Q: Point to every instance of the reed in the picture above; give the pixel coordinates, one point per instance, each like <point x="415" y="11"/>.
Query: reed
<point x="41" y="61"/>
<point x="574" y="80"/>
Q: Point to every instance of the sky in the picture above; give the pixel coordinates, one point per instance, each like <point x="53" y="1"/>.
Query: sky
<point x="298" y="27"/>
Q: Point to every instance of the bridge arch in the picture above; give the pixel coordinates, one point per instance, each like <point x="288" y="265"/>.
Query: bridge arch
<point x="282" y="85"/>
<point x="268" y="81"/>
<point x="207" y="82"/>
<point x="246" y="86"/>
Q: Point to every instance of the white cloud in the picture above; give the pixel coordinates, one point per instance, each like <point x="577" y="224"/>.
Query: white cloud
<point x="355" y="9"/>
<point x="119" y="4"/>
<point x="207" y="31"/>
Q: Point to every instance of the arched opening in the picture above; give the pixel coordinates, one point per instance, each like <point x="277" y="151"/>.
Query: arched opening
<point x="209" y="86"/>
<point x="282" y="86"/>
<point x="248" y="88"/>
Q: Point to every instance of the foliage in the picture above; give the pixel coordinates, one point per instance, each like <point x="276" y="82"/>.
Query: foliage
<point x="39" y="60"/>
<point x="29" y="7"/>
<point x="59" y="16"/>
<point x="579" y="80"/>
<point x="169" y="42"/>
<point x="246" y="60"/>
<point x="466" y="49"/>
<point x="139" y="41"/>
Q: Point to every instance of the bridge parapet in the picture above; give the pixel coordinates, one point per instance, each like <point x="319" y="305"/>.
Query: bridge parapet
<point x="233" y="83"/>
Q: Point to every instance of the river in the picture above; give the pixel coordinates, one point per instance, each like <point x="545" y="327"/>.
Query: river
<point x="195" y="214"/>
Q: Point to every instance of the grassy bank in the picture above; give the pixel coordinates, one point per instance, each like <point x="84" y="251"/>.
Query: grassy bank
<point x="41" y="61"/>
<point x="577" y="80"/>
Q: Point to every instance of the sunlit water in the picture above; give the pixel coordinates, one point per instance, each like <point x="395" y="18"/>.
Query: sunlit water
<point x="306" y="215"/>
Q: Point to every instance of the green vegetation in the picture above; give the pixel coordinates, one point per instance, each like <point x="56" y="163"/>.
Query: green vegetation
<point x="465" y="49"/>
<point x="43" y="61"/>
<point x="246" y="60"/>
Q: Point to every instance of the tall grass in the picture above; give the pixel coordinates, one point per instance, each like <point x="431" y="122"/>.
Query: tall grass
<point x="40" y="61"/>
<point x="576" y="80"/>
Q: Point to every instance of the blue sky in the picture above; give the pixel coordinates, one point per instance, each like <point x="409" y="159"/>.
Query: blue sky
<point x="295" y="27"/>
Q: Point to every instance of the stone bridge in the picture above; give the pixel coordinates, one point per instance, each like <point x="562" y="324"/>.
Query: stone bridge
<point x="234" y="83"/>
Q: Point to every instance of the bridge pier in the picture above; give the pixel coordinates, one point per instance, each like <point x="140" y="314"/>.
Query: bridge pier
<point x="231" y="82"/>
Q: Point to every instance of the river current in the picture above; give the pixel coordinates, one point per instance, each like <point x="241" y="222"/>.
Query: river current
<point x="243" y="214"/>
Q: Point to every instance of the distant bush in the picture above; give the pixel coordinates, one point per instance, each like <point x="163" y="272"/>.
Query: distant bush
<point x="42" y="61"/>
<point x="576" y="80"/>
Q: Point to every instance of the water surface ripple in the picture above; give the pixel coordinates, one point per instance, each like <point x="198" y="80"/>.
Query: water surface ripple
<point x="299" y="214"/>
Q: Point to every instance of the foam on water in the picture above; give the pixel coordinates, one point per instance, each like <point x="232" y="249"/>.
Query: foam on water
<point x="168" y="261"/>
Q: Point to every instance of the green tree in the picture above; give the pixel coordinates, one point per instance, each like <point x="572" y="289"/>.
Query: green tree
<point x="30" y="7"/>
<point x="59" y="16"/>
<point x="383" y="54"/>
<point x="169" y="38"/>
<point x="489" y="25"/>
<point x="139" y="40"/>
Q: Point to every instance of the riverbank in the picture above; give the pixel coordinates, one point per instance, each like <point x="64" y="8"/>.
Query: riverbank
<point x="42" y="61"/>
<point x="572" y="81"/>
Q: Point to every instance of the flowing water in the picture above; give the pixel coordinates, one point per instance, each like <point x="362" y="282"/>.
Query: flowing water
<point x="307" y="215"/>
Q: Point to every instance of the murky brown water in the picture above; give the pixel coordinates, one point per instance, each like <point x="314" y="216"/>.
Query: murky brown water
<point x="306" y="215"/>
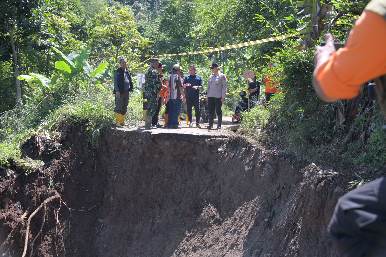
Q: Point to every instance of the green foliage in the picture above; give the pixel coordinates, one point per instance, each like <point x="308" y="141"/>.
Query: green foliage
<point x="254" y="121"/>
<point x="7" y="88"/>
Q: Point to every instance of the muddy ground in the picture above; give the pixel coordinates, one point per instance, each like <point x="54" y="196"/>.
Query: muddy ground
<point x="134" y="193"/>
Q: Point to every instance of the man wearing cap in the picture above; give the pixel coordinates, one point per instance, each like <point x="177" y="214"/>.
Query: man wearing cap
<point x="155" y="117"/>
<point x="175" y="95"/>
<point x="193" y="84"/>
<point x="217" y="89"/>
<point x="151" y="91"/>
<point x="123" y="84"/>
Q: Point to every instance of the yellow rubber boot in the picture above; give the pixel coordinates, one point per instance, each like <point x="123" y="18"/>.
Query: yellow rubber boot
<point x="122" y="120"/>
<point x="166" y="119"/>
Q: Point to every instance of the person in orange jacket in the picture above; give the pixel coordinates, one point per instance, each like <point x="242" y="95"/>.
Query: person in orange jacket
<point x="271" y="87"/>
<point x="358" y="224"/>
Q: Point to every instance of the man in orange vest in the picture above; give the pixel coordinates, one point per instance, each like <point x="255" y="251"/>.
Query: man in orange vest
<point x="359" y="221"/>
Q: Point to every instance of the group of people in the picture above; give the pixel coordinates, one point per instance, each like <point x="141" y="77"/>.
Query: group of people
<point x="359" y="221"/>
<point x="176" y="89"/>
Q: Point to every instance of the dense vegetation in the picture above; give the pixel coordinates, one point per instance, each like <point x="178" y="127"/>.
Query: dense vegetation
<point x="69" y="49"/>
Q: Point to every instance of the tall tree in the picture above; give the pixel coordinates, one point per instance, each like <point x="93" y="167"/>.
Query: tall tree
<point x="15" y="24"/>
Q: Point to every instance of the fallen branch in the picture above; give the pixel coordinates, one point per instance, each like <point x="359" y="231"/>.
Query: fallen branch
<point x="43" y="204"/>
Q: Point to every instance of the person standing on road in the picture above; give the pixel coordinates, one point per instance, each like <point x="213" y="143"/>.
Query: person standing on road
<point x="270" y="86"/>
<point x="175" y="95"/>
<point x="155" y="117"/>
<point x="151" y="91"/>
<point x="193" y="84"/>
<point x="253" y="88"/>
<point x="358" y="224"/>
<point x="217" y="89"/>
<point x="123" y="84"/>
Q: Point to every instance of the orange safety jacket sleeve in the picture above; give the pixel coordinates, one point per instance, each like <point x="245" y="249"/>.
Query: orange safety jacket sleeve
<point x="362" y="59"/>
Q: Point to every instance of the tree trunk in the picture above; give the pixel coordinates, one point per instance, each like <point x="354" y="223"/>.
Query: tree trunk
<point x="15" y="65"/>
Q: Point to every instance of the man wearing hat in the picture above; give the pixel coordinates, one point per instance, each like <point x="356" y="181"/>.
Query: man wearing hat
<point x="217" y="89"/>
<point x="175" y="95"/>
<point x="151" y="91"/>
<point x="123" y="84"/>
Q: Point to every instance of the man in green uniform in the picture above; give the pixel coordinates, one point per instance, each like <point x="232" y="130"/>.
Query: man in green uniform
<point x="151" y="91"/>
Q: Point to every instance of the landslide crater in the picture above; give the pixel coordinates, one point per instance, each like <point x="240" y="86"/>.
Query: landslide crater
<point x="155" y="195"/>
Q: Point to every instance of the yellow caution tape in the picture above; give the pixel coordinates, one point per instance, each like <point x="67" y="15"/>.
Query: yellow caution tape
<point x="230" y="47"/>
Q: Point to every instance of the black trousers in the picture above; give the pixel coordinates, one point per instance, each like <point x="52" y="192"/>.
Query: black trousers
<point x="358" y="224"/>
<point x="214" y="106"/>
<point x="193" y="102"/>
<point x="154" y="120"/>
<point x="121" y="102"/>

▶ _PROBLEM DETAILS_
From the records above, copy only the lines starting with the line that holds "Q: Point to every instance of the man in orange" and going on through the line that holds "Q: Point to every instance of the group", exactly as written.

▶ _RESPONSE TO THIS EXERCISE_
Q: Point to every instance of the man in orange vest in the picture above; give the pixel coordinates, one point per instance, each like <point x="255" y="251"/>.
Query: man in orange vest
<point x="359" y="221"/>
Q: Point to every instance of the group of people in the picture above; give the pixel coordinates, one point per instance, each like <point x="141" y="77"/>.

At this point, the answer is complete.